--- Start RECORDED INFORMATION ---
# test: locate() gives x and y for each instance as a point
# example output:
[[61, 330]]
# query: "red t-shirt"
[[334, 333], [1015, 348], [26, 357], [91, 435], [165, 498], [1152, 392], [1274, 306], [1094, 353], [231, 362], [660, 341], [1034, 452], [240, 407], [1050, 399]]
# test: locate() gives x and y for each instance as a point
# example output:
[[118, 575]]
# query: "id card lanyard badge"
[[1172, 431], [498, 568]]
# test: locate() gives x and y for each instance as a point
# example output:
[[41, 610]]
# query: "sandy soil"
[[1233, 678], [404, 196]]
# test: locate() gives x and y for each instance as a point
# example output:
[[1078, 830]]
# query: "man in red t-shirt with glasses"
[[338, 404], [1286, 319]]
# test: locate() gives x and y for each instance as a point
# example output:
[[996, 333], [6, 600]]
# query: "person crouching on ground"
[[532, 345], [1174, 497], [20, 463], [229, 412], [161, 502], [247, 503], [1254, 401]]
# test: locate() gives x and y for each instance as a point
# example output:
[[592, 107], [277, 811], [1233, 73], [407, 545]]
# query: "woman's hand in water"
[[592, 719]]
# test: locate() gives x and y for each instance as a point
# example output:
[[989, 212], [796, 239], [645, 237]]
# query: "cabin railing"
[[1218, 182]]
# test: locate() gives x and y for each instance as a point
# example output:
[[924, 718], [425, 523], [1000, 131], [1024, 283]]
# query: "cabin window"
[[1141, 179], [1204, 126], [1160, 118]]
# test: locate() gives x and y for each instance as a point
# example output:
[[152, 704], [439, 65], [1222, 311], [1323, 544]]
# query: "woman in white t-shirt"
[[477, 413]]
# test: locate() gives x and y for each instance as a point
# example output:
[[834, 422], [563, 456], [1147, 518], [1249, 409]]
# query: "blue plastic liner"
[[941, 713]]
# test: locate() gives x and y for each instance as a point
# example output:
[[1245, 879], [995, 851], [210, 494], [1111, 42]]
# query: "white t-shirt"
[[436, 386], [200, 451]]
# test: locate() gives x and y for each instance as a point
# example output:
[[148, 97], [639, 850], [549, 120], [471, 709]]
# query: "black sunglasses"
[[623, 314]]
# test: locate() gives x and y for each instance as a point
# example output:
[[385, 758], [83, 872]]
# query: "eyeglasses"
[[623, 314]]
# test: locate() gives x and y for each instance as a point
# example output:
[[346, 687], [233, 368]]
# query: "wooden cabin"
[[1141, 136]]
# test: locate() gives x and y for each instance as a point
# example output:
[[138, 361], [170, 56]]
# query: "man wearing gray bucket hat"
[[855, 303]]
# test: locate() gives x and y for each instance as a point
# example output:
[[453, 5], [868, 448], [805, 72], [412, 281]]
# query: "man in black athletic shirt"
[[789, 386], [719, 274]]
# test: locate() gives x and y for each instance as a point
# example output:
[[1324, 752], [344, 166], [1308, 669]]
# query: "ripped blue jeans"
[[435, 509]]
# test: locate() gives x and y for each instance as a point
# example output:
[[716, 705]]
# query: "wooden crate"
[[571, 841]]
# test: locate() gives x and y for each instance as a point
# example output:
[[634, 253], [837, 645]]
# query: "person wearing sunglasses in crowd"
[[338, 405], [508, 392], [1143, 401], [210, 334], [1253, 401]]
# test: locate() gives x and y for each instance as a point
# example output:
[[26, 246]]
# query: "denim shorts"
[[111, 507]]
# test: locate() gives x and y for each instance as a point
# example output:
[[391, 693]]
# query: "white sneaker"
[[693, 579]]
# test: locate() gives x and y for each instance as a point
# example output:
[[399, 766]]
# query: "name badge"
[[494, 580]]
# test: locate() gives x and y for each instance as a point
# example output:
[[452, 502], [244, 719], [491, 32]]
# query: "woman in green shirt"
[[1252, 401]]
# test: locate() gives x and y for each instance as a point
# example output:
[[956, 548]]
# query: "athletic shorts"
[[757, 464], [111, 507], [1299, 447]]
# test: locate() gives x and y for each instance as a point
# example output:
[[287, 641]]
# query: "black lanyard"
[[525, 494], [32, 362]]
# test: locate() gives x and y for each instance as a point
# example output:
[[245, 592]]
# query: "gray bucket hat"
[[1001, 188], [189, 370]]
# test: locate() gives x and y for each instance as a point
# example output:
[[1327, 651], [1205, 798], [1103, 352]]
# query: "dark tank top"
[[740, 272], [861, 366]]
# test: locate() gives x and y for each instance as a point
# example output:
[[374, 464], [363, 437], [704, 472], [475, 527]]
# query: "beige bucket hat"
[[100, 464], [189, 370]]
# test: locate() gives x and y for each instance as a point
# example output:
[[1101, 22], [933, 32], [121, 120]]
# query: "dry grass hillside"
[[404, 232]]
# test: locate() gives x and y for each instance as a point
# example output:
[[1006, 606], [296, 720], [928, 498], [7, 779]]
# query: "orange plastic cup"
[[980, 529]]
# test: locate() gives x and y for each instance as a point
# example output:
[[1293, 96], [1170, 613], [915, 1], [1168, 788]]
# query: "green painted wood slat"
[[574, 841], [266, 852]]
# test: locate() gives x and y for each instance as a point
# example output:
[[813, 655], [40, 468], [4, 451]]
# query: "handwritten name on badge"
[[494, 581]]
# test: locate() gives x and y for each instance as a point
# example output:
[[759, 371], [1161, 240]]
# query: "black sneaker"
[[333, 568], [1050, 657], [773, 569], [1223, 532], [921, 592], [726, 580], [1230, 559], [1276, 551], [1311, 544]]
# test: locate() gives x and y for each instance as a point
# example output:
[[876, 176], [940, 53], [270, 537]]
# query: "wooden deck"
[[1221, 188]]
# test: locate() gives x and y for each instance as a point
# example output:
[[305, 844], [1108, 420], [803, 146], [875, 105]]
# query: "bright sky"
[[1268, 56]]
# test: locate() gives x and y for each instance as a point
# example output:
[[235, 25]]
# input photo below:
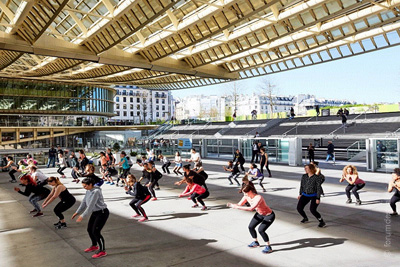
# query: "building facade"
[[219, 107], [33, 103], [134, 105]]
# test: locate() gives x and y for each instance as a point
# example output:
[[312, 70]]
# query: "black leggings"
[[11, 173], [241, 165], [151, 188], [61, 169], [165, 167], [254, 155], [62, 206], [265, 222], [395, 198], [200, 197], [353, 188], [96, 222], [136, 205], [303, 201], [262, 164]]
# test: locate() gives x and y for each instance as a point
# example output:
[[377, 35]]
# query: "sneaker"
[[267, 249], [254, 244], [304, 220], [61, 225], [99, 255], [92, 248]]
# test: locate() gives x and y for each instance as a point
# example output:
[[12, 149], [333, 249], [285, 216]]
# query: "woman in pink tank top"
[[350, 174], [263, 217]]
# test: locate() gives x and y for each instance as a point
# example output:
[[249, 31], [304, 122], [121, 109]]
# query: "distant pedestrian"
[[52, 157], [311, 152], [238, 159], [254, 151], [317, 110], [394, 185], [331, 151], [344, 120], [292, 115]]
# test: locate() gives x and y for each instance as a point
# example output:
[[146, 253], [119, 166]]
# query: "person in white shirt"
[[150, 154], [194, 157], [37, 175]]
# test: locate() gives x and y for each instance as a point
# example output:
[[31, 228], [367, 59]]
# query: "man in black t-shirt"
[[52, 157]]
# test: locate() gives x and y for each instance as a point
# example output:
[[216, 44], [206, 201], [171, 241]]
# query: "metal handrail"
[[343, 126], [296, 126]]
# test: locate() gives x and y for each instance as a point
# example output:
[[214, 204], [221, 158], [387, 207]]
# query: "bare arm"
[[57, 192]]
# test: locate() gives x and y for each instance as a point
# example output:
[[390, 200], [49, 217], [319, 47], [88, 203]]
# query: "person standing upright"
[[254, 152], [239, 159], [330, 152], [311, 152], [52, 157]]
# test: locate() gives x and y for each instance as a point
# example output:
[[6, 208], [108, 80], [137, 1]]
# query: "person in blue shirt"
[[125, 168]]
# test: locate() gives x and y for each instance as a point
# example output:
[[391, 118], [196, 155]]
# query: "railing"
[[343, 126], [296, 126], [390, 134], [202, 128], [355, 148]]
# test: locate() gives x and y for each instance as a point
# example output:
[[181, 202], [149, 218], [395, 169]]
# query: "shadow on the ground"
[[310, 243], [172, 216], [279, 189]]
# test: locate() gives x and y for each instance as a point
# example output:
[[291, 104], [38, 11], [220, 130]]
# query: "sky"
[[368, 78]]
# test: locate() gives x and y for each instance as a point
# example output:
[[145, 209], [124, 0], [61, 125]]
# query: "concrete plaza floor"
[[178, 235]]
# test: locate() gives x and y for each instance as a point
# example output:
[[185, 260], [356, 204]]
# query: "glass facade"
[[32, 97]]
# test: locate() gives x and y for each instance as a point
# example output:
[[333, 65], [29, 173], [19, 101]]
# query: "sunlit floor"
[[178, 235]]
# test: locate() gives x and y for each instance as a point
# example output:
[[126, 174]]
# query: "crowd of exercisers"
[[37, 186]]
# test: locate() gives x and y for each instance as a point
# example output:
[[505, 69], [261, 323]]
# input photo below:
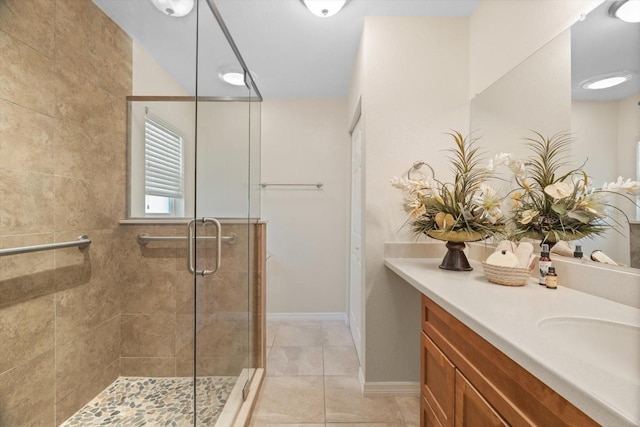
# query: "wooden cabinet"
[[472, 410], [466, 381]]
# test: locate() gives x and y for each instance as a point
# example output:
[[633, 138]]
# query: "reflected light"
[[604, 82], [235, 78], [324, 8], [626, 10], [174, 8]]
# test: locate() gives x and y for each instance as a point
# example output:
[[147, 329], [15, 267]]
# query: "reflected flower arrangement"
[[466, 209], [551, 205]]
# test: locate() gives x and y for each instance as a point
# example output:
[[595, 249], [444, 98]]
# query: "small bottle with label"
[[544, 262], [578, 252], [552, 278]]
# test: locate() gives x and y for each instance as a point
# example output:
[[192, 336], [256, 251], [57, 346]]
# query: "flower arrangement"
[[551, 205], [466, 209]]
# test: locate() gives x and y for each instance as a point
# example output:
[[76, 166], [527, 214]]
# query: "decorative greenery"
[[552, 205], [463, 210]]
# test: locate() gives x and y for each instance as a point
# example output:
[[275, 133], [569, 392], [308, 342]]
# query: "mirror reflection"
[[545, 93]]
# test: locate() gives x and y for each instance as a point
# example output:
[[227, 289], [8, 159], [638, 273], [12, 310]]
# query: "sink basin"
[[609, 346]]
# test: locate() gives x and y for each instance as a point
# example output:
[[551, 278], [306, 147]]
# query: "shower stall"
[[119, 129]]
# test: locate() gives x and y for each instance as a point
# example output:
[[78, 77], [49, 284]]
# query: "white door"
[[355, 265]]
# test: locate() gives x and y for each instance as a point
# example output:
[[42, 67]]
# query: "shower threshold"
[[142, 401]]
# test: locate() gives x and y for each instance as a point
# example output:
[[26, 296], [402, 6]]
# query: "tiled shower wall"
[[65, 70], [158, 304]]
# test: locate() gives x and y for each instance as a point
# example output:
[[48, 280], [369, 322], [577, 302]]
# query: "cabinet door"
[[427, 416], [472, 410], [438, 381]]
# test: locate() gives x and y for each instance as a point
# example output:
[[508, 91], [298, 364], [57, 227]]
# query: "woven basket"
[[508, 276]]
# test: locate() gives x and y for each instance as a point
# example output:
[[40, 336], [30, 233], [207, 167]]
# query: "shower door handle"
[[191, 241]]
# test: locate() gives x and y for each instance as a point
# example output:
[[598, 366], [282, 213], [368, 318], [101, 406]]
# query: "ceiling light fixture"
[[606, 81], [324, 8], [174, 8], [232, 77], [626, 10]]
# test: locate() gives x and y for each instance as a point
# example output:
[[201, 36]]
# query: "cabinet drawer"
[[518, 396], [437, 381], [427, 417], [472, 410]]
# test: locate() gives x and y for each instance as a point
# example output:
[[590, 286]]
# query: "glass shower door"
[[226, 208]]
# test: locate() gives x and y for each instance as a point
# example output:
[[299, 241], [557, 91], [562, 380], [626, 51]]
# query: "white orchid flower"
[[527, 216], [414, 207], [631, 187], [518, 168], [559, 190]]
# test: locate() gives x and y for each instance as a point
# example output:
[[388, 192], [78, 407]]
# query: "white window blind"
[[163, 159]]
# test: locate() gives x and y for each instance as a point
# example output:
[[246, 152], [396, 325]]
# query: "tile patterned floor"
[[133, 401], [312, 380]]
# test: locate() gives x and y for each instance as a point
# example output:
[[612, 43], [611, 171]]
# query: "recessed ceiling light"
[[233, 77], [606, 81], [626, 10], [174, 8], [324, 8]]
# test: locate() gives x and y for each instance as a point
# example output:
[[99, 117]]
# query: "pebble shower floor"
[[136, 401]]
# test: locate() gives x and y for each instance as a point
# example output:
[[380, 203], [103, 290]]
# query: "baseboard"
[[283, 317], [400, 388]]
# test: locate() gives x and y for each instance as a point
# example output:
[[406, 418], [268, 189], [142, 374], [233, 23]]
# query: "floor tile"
[[261, 424], [364, 425], [336, 335], [299, 334], [345, 403], [410, 409], [287, 361], [290, 400], [272, 330], [341, 361]]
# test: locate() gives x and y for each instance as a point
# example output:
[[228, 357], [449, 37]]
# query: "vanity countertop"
[[509, 318]]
--- End RECORDED INFORMATION ---
Put the records as a Markdown table with the columns Row and Line, from the first line of the records through the line that contains "407], [1050, 399]]", one row per line, numbered in order.

## EXPECTED OUTPUT
| Row | Line |
|---|---|
| 1 | # test: locate() gives x and y for each instance as a point |
| 2 | # example output: |
| 3 | [[61, 330]] |
| 4 | # query: "red t-shirt" |
| 5 | [[334, 333], [1015, 348], [26, 357], [91, 435], [165, 498], [1152, 392], [1274, 306], [1094, 353], [231, 362], [660, 341], [1034, 452], [240, 407], [1050, 399]] |